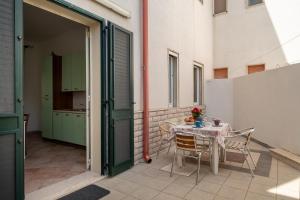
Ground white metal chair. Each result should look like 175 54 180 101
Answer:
156 121 176 159
170 131 210 185
225 128 256 177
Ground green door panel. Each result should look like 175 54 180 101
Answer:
62 55 72 92
108 23 134 176
53 112 64 141
41 56 53 139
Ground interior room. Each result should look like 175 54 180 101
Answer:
23 3 88 193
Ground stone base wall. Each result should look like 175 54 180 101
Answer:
134 106 193 164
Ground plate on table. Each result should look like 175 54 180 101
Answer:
212 124 223 127
185 122 195 125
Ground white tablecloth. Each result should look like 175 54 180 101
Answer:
170 123 230 148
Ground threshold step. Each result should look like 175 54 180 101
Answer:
270 148 300 170
25 171 104 200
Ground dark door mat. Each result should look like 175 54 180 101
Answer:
59 185 110 200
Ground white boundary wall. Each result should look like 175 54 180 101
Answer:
207 64 300 154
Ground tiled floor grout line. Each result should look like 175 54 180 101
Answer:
214 172 232 199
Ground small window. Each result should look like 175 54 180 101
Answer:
248 0 264 6
214 0 227 15
214 68 228 79
193 64 203 105
169 52 178 107
248 64 265 74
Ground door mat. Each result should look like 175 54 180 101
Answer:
59 185 110 200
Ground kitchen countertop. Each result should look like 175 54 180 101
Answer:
53 109 86 113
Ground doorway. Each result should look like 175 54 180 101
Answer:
23 3 90 193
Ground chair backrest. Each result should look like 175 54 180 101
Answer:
228 128 255 146
158 121 176 136
175 132 197 151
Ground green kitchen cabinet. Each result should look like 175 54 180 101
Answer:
62 54 72 92
53 112 65 141
62 53 86 92
69 113 86 146
41 56 53 139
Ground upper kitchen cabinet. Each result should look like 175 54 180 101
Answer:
62 53 85 92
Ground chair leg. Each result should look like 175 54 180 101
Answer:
170 149 177 177
246 147 256 169
241 150 254 177
156 140 162 159
167 140 172 154
196 153 201 185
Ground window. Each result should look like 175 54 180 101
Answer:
214 67 228 79
214 0 227 15
169 52 178 107
248 0 264 6
248 64 265 74
193 64 203 105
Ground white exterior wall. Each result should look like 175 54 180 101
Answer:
207 64 300 155
214 0 300 77
149 0 213 110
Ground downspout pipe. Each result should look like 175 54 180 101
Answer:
143 0 152 163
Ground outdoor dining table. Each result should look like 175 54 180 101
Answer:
170 123 230 175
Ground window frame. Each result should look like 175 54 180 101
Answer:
245 0 265 8
213 0 228 17
168 50 179 108
193 61 204 105
247 63 266 75
213 67 229 79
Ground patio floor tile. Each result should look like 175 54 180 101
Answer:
97 141 300 200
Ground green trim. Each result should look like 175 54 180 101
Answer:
0 116 19 131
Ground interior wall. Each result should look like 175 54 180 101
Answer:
23 41 42 131
24 24 85 131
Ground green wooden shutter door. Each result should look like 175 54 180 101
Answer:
109 24 133 175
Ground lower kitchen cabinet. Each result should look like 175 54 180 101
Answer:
53 112 86 146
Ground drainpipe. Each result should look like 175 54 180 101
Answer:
143 0 152 163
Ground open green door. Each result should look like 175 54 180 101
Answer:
108 23 133 176
0 0 24 200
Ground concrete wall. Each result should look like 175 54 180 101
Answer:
207 64 300 154
205 79 234 124
149 0 213 110
214 0 300 77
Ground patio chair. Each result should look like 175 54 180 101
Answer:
156 121 176 159
225 128 256 177
170 131 209 185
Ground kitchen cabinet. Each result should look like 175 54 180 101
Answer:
53 111 86 146
41 56 53 139
61 55 72 92
62 53 86 92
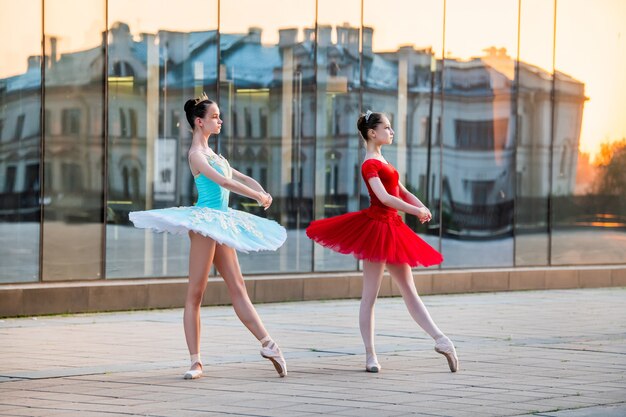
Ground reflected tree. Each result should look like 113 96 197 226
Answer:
596 138 626 195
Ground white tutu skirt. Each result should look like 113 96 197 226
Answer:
129 206 287 253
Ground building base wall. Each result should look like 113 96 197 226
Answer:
0 265 626 317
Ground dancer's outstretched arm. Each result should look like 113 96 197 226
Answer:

-------------------------

▶ [Requirements] Reproduce the rows above verbatim, starting with the line that contains "Ground green door" and continuing through the line that contains "175 132 197 151", including both of those lines.

▶ [Answer to the task]
Ground green door panel. Each result should look like 175 54 180 101
Answer:
62 55 72 92
108 23 134 176
53 112 64 141
41 56 53 139
Ground interior room. Each result should look like 175 54 180 101
Answer:
23 3 88 193
Ground stone base wall. Each result should look like 175 54 180 101
Answer:
134 106 193 164
Ground plate on table. Each result should look like 175 54 180 101
Answer:
212 124 223 127
185 122 195 125
Ground white tablecloth. Each result should look like 175 54 180 101
Answer:
170 123 230 148
Ground threshold step. Each result should look like 175 54 180 101
Answer:
270 148 300 170
25 171 104 200
Ground dark door mat. Each result should look like 175 54 180 101
Answer:
59 185 110 200
Ground white boundary wall. Each result should look like 175 54 180 101
Answer:
207 64 300 154
Ground tiled floor grout line. Each result should look like 175 54 180 101
Answer:
214 172 232 199
Ground small window. Each result should look like 175 54 180 101
Answer:
248 0 264 6
214 0 227 15
214 68 228 79
193 64 203 105
169 52 178 107
248 64 265 74
Ground door mat. Each result should look like 175 54 180 101
Answer:
59 185 110 200
Ground kitchen countertop. Each result should look like 175 54 180 101
Answer:
53 109 86 113
Ground doorway. Each result should look like 175 54 180 101
Answer:
23 3 90 193
Ground chair backrest. Each result should look like 175 54 180 101
Answer:
228 128 255 146
158 121 176 136
175 132 197 151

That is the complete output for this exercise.